• **Exercises to complete**
1 - In the regex thread, which part of the pattern does the reply say is greedy?
2 - In the regex thread, rewrite the stretch from "What I want" through "be as greedy.", swapping "greedy" for "eager".
3 - Extend the forum thread on regex matching past its final line.

• **Document segment**
· · ·
Reputation: 5939
I have the following string: connect_2014-06-03.csv
and the following regex: (\S+)[_-]
.
What I want to do is extract only the first word, i.e. connect
from the string, but for some reason the regex matches connect_2014-06-
. I have tried to make it non greedy by doing (\S+)[_-]?
But that does not seem to work.
Anyone have any idea?
Upvotes: 0
Views: 75
Reputation: 54323
It's the +
that is greedy, not the overall regex. You need to modify the \S+
inside your capture group to not be as greedy.
(\S+?)[_-]
Also see this regex101.
Maybe it makes sense not to use any non-whitespace character, but instead just use ([a-z]+)_
? Remember, dash and underscore are also non-whitespace.
· · ·
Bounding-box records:
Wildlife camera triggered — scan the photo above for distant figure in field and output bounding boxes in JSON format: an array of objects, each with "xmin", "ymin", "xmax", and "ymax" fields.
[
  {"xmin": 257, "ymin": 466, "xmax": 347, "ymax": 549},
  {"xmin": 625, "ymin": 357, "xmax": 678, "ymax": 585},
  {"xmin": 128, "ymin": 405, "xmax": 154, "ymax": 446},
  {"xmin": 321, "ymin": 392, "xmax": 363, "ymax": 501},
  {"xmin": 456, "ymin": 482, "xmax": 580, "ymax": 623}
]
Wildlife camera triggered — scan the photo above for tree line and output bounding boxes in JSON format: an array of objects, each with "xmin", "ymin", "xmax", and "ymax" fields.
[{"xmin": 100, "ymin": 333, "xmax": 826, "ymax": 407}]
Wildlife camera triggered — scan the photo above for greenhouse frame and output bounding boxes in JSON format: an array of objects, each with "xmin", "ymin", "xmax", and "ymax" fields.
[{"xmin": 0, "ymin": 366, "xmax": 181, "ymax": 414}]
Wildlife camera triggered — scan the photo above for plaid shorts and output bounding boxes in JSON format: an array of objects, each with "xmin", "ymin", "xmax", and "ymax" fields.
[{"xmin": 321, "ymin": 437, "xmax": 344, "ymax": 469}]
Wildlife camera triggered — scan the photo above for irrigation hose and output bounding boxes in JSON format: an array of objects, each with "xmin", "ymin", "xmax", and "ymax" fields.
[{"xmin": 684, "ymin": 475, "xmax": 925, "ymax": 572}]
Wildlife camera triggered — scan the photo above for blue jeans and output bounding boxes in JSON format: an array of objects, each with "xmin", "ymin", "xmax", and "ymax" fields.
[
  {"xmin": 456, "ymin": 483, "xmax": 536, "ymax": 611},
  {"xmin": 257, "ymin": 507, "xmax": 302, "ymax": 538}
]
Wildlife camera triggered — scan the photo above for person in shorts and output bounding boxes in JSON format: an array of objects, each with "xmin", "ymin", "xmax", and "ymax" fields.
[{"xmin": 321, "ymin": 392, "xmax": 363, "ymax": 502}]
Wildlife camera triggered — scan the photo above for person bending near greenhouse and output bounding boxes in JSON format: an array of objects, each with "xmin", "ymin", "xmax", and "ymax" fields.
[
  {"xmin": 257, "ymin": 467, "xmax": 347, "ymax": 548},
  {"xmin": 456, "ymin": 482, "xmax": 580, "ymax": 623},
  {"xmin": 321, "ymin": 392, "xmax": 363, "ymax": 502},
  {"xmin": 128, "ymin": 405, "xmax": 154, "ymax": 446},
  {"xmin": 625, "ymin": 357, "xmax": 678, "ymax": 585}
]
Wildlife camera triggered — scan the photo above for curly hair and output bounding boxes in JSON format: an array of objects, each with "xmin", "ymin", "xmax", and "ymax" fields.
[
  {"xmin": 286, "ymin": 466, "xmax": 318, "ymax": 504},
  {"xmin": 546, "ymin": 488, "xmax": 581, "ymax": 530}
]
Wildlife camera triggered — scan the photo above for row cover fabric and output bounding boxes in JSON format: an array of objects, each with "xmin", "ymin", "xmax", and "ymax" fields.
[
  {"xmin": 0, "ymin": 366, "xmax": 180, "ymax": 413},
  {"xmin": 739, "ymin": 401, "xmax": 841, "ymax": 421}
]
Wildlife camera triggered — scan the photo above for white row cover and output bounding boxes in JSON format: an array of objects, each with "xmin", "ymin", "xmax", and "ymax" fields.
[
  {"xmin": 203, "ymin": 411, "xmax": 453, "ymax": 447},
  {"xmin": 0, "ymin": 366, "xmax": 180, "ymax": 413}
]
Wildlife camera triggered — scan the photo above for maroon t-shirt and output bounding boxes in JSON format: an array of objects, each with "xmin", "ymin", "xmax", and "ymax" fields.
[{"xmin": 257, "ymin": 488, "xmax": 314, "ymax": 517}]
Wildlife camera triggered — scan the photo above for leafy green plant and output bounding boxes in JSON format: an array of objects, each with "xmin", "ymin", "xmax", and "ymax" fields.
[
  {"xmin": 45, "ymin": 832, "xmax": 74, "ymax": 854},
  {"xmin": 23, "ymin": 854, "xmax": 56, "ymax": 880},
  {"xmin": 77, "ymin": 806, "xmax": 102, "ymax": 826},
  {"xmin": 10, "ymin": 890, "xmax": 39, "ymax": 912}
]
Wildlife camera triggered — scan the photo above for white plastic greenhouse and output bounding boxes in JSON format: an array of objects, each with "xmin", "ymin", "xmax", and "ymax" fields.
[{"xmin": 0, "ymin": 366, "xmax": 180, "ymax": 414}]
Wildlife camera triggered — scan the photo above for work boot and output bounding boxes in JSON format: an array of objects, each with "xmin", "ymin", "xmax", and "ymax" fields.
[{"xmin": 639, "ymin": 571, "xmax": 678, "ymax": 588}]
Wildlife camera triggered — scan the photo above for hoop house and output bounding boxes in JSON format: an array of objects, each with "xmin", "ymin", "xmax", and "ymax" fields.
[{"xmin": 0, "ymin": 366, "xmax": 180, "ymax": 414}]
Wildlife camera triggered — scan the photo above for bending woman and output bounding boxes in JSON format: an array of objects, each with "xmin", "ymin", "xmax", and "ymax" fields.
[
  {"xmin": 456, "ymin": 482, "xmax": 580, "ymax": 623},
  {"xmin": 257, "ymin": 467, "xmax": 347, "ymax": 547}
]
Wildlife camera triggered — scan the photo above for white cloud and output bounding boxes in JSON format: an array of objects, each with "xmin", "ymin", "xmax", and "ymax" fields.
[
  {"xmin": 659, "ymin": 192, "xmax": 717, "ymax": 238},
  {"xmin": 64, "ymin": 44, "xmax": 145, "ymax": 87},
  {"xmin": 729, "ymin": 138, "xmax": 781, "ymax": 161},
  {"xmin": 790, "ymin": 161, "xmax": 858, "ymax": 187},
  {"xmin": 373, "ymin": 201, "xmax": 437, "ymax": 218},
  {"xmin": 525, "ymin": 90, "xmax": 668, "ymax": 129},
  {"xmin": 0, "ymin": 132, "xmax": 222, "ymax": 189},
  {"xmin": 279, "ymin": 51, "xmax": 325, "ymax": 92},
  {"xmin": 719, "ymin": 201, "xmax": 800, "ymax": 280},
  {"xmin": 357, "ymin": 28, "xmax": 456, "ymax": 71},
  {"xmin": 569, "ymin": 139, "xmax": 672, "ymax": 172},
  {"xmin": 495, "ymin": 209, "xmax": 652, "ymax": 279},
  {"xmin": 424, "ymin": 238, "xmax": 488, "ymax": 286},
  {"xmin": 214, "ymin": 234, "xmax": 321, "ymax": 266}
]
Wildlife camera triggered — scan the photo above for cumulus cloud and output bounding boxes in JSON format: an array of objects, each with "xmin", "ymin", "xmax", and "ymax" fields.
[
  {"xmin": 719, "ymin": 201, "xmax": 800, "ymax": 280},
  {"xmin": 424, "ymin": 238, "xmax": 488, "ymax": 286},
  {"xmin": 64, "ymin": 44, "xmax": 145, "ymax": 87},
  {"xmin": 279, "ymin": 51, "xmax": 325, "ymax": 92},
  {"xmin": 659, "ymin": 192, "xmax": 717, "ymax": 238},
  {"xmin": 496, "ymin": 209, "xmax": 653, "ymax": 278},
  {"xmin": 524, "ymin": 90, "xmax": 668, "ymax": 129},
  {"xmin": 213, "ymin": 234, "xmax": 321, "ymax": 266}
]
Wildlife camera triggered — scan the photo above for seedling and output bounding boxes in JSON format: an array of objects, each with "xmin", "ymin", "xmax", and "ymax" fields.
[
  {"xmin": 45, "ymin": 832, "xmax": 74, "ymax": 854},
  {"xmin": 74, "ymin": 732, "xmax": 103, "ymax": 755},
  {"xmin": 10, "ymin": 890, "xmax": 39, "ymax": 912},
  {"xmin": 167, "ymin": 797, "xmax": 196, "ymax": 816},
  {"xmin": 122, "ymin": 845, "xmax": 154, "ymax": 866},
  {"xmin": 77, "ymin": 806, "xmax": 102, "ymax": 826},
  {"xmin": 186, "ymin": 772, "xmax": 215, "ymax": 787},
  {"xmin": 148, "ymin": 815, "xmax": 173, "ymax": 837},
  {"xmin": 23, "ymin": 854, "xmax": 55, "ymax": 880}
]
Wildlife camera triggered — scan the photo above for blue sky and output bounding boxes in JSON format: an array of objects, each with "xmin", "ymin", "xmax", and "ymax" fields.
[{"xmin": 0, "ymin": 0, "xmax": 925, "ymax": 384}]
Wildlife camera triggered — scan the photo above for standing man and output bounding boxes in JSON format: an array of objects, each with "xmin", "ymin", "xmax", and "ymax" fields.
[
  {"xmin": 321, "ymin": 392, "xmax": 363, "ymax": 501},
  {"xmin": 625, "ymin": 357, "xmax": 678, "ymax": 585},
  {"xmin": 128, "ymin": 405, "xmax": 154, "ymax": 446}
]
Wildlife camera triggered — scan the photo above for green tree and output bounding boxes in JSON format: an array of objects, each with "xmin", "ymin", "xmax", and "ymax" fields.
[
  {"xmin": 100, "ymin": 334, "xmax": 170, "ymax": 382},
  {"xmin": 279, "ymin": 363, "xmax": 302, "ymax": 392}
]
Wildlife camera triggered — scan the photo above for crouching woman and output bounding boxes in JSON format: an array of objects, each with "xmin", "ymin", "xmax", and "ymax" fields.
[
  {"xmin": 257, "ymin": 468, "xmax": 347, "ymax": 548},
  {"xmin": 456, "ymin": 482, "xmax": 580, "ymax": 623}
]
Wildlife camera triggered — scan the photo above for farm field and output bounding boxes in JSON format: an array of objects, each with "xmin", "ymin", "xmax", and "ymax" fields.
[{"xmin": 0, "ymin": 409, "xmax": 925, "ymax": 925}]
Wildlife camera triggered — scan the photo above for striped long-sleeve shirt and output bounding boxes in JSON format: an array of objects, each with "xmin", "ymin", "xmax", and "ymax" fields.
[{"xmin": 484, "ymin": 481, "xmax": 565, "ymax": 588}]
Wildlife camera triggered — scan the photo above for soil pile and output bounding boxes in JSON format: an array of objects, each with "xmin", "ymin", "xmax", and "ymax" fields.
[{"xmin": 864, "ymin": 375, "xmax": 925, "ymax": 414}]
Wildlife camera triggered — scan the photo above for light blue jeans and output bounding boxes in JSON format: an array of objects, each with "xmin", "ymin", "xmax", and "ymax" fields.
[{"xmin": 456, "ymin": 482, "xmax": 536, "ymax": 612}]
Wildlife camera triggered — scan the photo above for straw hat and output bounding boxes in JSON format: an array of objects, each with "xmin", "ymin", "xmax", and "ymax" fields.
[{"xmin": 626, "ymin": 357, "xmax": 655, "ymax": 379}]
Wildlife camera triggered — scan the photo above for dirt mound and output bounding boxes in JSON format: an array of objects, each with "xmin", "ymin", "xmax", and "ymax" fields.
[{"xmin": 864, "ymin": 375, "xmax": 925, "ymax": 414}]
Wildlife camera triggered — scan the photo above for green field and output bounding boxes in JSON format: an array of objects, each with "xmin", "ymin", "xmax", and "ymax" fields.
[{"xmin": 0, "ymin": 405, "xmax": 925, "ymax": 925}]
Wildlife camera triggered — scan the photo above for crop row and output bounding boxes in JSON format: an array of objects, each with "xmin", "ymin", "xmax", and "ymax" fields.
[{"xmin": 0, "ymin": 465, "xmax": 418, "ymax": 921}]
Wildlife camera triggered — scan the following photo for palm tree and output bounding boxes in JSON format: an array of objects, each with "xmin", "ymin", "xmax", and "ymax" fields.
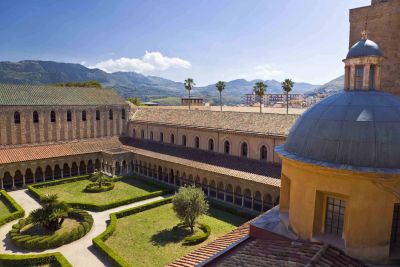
· · ·
• **Answers below**
1 - The +, not the overall regex.

2 -
What I want to do is extract only the first word, i.e. connect
from the string, but for some reason the regex matches connect_2014-06-
. I have tried to make it non eager by doing (\S+)[_-]?
But that does not seem to work.
Anyone have any idea?
Upvotes: 0
Views: 75
Reputation: 54323
It's the +
that is eager, not the overall regex. You need to modify the \S+
inside your capture group to not be as eager.

3 -
Upvotes: 4
Reputation: 35198
There are two easy solutions to this.
You can explicitly state that you want non-greedy by adding a ?
to your quantifier.
(\S+?)[_-]
Or you can make your character class limit itself:
([^_-\s]*)
Upvotes: 1
Reputation: 784898
You can use BASH string manipulation instead of regex:
s='connect_2014-06-03.csv'
echo "${s%%_*}"
connect
For using regex you can use:
[[ "$s" =~ ^([^_]+) ]] && echo "${BASH_REMATCH[1]}"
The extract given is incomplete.